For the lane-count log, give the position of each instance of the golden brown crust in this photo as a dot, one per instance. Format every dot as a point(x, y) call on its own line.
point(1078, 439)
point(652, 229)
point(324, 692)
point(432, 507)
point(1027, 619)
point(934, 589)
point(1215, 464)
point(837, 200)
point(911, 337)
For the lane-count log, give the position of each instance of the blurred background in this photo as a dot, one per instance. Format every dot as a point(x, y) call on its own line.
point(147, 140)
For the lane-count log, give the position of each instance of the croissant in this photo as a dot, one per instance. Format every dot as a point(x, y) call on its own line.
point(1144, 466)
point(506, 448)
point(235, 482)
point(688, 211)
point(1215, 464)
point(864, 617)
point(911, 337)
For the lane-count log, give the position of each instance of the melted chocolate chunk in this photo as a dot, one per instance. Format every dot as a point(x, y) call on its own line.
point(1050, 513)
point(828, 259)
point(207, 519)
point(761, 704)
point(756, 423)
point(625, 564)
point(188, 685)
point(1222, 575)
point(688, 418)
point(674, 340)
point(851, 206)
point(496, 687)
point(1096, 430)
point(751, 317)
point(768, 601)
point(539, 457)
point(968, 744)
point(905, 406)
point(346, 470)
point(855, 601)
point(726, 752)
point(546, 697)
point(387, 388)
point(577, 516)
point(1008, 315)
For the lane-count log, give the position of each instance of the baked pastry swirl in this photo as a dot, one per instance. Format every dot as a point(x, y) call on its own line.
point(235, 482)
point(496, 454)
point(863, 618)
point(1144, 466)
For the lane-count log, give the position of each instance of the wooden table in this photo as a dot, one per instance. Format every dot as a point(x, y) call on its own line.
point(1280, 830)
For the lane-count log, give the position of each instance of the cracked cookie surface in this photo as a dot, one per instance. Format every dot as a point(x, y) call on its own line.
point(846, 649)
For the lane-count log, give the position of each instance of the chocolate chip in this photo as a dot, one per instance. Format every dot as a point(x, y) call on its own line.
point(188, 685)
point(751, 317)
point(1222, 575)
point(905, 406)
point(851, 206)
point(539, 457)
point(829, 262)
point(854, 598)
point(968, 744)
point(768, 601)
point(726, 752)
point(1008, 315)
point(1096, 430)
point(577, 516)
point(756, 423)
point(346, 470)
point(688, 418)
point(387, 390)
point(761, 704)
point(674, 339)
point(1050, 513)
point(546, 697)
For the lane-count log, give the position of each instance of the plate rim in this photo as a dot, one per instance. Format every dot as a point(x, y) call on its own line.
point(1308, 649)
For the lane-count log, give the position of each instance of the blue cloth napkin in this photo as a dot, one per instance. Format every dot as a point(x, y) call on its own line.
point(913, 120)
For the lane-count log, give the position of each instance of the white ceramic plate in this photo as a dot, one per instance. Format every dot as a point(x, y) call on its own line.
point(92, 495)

┄┄┄┄┄┄

WHAT THIS TASK INVOLVES.
Every record should be output precisely as it was given.

WRITTEN SOLUTION.
For the lane-count log, give the position of each instance of the golden brown crust in this photo as a dot, one per instance. Format every dot as a point(x, y) call on its own line.
point(1078, 439)
point(652, 229)
point(324, 692)
point(432, 507)
point(1027, 619)
point(934, 589)
point(1215, 464)
point(837, 200)
point(911, 337)
For the lane-count log, give the position of each instance of the blurred background in this photo as a dot, one per instance. Format every dot as a point(x, y) call on its own line.
point(147, 140)
For the lane-count log, give the position of each instance of the croissant in this photo as a dot, one per instance. Format every dot as a point(x, y) call on its own line.
point(1144, 466)
point(506, 448)
point(235, 482)
point(688, 211)
point(1215, 464)
point(864, 617)
point(911, 337)
For the lane-count log, give the position of each instance of the melted chocolate chunk in this photo as a dot, one per instance. Format every dot as a point(x, y) call on its own line.
point(1050, 513)
point(828, 259)
point(207, 519)
point(761, 704)
point(756, 423)
point(625, 564)
point(188, 685)
point(1222, 575)
point(688, 418)
point(674, 340)
point(851, 206)
point(496, 687)
point(1096, 430)
point(751, 317)
point(768, 601)
point(539, 457)
point(968, 744)
point(905, 406)
point(346, 470)
point(855, 601)
point(726, 752)
point(546, 697)
point(387, 388)
point(577, 516)
point(1008, 315)
For the lane-count log, give the position of each instance of the baked pastry swirl in this photo as a dot, one per instance. Format every dot as a point(x, y) call on its own line.
point(235, 482)
point(496, 454)
point(863, 618)
point(1144, 466)
For the lane-count log, give the position of each instance of the wooden table in this photo as a dot, one per instance. Format every dot as a point(x, y) call on its own line.
point(1280, 830)
For the lane-count log, give the position of each instance of the cracked cookie surface in this photo as a dot, one per instance. Format every dot as a point(x, y) call on its own line.
point(846, 649)
For the lane-count log, give the position of each instance of the chocolate chip in this photo as a dot, one per instance. Format every dot as a point(x, y) call on its own line.
point(188, 685)
point(751, 317)
point(1222, 575)
point(905, 406)
point(851, 206)
point(539, 457)
point(829, 262)
point(854, 598)
point(968, 744)
point(768, 601)
point(726, 752)
point(1008, 315)
point(1096, 430)
point(577, 516)
point(756, 423)
point(346, 470)
point(688, 418)
point(387, 390)
point(761, 704)
point(674, 339)
point(1050, 513)
point(546, 697)
For the lane-count log, give the position of each instance of the plate rim in this photo as a dot, one per instance. Format every dot as a point(x, y) call on its own line.
point(1308, 649)
For the lane-count log, give the position of each instance of the blue cloth napkin in this photo as a dot, one per instance. Format every dot as a point(x, y) call on its own line.
point(913, 120)
For the lane-count log, give the position of each instance of the white ceramic plate in this photo as a dot, one per instance. Format every dot as a point(x, y) call on its own line.
point(92, 495)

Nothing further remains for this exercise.